Stored data entries:

▽

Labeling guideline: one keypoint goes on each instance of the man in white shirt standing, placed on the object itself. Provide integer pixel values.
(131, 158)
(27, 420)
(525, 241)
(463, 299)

△

Directions for this task: Print out each record above exactly, with nothing omitted.

Solution to the exercise:
Labeling guideline: one keypoint goes on each instance of the man in white shirt standing, placed on the object itself. Provide integer pixel values.
(131, 158)
(27, 420)
(525, 241)
(463, 299)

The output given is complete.